What is required: Each line from the one that includes "In this exercise you will mark the white chrysanthemum" to the last line of the data below should be set down exactly; no other lines are wanted.

══ Source data

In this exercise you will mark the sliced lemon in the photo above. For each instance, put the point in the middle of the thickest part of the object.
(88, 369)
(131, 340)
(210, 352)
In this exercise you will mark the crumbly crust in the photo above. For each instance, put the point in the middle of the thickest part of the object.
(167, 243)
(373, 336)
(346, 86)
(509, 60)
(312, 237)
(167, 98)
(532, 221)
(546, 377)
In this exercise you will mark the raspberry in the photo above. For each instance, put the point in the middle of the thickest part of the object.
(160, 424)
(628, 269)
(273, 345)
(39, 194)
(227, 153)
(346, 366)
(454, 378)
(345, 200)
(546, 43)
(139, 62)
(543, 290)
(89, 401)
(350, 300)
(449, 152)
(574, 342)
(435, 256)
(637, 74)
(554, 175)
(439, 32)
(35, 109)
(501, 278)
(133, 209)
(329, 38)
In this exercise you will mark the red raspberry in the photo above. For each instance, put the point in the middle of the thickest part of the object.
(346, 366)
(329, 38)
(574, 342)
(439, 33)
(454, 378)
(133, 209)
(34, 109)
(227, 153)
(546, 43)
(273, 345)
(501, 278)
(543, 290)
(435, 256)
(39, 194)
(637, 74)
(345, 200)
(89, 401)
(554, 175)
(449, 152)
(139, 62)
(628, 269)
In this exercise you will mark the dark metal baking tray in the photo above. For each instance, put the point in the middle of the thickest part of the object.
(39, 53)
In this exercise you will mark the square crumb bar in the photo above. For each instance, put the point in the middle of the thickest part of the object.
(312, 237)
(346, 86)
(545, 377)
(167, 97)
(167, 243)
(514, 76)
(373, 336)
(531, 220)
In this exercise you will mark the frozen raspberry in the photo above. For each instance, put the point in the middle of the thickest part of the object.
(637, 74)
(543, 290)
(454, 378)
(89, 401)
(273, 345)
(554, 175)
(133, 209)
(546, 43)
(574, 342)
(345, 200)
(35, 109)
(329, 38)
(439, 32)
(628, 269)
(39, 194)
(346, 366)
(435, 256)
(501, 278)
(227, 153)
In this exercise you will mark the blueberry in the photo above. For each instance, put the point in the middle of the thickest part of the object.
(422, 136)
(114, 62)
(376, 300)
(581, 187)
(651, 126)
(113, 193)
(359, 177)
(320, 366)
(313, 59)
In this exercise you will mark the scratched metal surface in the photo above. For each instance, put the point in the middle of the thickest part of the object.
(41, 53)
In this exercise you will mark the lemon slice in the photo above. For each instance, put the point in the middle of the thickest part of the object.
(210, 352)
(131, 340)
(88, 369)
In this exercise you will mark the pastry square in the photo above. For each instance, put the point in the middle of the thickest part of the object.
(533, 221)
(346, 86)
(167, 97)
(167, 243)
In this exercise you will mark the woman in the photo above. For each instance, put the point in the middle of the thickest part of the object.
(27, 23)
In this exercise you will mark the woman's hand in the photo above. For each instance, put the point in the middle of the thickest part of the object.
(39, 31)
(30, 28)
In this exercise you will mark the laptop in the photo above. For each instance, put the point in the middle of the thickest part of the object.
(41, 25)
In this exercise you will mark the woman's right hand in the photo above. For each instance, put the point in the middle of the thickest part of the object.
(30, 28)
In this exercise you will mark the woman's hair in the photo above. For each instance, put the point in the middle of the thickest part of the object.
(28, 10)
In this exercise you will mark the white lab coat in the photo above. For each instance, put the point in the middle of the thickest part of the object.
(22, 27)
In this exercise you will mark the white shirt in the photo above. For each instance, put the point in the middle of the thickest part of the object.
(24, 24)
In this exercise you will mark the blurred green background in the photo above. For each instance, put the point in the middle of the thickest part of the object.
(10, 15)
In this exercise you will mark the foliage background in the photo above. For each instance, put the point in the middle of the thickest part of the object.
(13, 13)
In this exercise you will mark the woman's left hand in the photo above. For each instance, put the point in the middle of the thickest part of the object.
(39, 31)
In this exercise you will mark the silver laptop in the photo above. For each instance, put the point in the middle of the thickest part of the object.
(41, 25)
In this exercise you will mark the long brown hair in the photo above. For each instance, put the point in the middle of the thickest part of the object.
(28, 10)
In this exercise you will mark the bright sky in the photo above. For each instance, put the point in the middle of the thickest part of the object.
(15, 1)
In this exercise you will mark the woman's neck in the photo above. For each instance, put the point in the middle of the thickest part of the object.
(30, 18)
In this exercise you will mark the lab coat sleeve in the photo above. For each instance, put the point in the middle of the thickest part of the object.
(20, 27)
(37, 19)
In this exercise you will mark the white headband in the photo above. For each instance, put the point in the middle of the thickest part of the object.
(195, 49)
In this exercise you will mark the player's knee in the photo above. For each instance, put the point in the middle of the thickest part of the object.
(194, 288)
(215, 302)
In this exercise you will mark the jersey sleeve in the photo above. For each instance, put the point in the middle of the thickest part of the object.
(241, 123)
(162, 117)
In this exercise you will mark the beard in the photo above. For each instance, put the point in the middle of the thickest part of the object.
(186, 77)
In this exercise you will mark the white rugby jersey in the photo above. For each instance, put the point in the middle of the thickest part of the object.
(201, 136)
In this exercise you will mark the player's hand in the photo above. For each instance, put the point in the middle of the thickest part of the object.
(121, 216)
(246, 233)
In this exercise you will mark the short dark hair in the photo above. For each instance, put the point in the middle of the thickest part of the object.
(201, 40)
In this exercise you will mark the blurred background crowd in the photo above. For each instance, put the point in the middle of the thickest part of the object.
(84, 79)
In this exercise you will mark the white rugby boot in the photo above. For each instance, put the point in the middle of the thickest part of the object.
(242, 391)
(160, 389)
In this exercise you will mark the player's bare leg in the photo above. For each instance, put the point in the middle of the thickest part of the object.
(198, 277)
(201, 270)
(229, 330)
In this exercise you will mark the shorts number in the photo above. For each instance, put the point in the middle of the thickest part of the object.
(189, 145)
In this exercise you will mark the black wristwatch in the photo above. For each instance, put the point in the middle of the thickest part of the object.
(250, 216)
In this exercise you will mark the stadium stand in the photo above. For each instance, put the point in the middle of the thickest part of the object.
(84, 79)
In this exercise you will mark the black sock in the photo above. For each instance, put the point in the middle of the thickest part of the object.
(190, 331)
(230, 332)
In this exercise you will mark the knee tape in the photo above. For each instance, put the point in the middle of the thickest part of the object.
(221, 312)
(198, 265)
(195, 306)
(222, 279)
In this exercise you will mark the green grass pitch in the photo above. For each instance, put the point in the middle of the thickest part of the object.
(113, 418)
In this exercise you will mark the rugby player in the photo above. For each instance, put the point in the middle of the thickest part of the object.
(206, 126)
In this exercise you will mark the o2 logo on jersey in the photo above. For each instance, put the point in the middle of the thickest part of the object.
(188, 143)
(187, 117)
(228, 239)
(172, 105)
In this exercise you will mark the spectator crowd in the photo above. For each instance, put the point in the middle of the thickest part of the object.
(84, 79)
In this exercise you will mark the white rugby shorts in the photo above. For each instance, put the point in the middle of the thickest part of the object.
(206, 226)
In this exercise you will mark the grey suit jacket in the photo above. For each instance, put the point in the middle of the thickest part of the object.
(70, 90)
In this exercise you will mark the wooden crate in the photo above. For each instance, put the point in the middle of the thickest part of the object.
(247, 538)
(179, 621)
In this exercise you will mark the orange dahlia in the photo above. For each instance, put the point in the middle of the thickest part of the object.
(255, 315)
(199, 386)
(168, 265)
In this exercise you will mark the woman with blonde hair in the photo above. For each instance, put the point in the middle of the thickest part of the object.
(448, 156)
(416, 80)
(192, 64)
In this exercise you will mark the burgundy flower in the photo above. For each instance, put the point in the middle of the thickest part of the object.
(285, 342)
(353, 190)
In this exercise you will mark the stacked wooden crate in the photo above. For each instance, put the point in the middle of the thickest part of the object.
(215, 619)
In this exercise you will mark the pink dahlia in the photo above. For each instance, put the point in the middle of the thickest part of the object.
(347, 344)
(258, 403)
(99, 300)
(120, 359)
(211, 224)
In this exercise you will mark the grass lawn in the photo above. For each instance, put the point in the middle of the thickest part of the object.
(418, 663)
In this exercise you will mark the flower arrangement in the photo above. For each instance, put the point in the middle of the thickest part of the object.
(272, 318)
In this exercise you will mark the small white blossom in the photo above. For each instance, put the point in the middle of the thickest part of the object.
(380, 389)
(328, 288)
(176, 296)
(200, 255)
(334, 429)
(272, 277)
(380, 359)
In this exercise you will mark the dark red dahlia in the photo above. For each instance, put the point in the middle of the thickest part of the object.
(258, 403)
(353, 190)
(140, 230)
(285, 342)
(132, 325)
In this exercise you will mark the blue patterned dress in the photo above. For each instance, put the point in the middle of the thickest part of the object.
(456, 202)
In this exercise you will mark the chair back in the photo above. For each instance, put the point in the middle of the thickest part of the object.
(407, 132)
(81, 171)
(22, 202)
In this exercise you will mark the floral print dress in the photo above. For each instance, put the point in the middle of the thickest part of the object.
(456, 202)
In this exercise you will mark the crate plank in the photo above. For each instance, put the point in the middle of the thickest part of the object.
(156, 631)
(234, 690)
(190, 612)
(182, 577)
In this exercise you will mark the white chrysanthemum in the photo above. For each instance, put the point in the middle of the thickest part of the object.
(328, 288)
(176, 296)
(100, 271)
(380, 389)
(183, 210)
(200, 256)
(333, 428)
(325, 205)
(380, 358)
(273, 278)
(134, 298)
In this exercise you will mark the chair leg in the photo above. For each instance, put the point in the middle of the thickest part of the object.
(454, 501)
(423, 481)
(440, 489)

════

Result of the exercise:
In this exercise you will mark the white chrysanthemum in the photo above. For each instance, put the point in the middle of the thickest part of the object.
(328, 288)
(176, 296)
(100, 271)
(380, 389)
(183, 210)
(200, 256)
(333, 428)
(325, 205)
(380, 358)
(273, 278)
(134, 298)
In this exercise you will mark the chair leg in the photo above. For each instance, put the point in the middle of the thickest part of the object.
(454, 501)
(423, 481)
(440, 489)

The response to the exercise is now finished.